- _Set task_
Edit the stretch of data from its start through the line containing "614 233 L 666", replacing "round cookie" with "oval cracker". Leave all else unchanged and return only that stretch.
>> start Given information
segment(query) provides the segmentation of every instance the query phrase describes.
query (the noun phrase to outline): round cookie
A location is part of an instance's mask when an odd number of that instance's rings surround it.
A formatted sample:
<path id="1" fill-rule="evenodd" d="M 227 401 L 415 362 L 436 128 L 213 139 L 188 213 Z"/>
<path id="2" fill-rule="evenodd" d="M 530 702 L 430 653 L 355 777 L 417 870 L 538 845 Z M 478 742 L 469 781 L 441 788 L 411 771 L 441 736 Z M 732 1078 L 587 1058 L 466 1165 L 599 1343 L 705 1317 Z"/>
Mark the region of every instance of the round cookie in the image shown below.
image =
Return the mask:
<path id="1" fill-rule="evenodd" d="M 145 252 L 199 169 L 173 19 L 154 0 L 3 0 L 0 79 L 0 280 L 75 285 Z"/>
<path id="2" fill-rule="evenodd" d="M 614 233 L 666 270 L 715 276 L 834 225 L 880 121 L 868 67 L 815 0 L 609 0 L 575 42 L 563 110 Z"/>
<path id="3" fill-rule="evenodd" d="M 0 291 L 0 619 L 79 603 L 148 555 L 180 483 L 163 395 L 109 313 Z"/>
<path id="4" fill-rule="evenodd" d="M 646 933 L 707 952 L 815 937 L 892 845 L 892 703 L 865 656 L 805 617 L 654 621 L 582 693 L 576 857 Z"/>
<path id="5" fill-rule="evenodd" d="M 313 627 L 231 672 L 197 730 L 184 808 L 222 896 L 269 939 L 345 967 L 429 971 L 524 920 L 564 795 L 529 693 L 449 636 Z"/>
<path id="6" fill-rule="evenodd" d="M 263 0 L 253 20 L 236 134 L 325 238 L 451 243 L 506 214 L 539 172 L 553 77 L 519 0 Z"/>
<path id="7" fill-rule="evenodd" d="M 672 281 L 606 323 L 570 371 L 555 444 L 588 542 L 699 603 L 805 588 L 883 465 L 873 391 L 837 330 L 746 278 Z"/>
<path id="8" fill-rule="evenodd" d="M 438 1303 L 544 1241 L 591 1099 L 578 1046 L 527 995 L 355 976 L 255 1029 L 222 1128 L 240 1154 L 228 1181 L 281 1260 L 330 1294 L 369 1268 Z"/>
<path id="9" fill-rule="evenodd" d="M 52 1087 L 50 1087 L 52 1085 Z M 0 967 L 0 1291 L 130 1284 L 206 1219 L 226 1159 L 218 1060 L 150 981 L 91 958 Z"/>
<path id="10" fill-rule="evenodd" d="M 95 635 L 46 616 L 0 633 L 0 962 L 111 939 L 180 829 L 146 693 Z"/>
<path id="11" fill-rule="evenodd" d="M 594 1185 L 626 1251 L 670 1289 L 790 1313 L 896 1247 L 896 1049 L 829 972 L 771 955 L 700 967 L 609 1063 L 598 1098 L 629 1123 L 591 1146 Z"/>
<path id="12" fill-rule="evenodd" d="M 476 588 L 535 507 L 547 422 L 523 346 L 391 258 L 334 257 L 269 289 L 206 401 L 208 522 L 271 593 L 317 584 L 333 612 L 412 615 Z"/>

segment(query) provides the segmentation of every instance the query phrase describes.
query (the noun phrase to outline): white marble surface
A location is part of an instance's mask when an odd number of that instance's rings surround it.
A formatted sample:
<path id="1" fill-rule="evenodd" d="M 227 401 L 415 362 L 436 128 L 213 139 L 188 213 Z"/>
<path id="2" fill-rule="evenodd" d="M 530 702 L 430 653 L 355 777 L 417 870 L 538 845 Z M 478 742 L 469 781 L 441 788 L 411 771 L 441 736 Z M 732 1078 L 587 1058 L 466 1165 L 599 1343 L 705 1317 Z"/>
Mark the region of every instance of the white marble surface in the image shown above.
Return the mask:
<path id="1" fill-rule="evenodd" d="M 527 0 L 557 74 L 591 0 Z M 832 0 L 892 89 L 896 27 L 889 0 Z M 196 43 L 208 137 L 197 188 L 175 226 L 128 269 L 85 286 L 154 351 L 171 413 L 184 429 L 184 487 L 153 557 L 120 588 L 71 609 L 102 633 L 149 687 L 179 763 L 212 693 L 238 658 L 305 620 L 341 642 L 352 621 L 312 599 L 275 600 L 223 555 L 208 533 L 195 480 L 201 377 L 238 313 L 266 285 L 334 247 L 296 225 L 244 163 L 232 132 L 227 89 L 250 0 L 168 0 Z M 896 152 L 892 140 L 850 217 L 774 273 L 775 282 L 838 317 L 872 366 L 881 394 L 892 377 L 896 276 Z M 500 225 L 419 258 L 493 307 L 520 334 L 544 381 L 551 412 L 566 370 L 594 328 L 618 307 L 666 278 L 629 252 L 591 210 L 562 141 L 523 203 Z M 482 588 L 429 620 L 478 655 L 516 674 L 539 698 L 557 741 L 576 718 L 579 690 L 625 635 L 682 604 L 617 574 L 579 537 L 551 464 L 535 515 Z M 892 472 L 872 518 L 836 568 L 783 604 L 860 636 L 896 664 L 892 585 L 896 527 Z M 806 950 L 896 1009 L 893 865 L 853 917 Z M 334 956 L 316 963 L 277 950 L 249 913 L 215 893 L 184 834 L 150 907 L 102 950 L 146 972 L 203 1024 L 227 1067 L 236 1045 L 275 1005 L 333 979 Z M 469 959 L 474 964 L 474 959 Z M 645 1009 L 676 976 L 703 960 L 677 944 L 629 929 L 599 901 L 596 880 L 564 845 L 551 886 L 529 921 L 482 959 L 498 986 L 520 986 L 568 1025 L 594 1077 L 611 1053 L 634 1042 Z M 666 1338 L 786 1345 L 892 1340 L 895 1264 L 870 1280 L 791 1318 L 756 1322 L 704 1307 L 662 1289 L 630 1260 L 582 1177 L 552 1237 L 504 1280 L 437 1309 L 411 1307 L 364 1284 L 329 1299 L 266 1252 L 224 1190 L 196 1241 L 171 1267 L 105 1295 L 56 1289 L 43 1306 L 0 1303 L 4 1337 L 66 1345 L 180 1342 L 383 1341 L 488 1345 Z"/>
>> end Given information
- _Response to the task_
segment(query) provides the segmentation of every instance the query phrase describes.
query (the noun phrase to outline): oval cracker
A location is part of an instance's mask when an odd number of that instance's rings surround it.
A formatted sample:
<path id="1" fill-rule="evenodd" d="M 227 401 L 415 362 L 436 128 L 213 139 L 188 213 Z"/>
<path id="2" fill-rule="evenodd" d="M 530 702 L 430 653 L 355 777 L 417 870 L 538 845 Z M 478 742 L 469 781 L 441 788 L 411 771 L 441 736 Z M 732 1078 L 587 1058 L 466 1165 L 599 1343 L 705 1317 Z"/>
Mark the region of every instance of the oval cracker in the image shown below.
image =
Return the mask:
<path id="1" fill-rule="evenodd" d="M 145 252 L 199 169 L 173 19 L 154 0 L 3 0 L 0 79 L 0 280 L 75 285 Z"/>
<path id="2" fill-rule="evenodd" d="M 614 233 L 666 270 L 715 276 L 834 225 L 880 121 L 868 67 L 815 0 L 609 0 L 575 42 L 563 110 Z"/>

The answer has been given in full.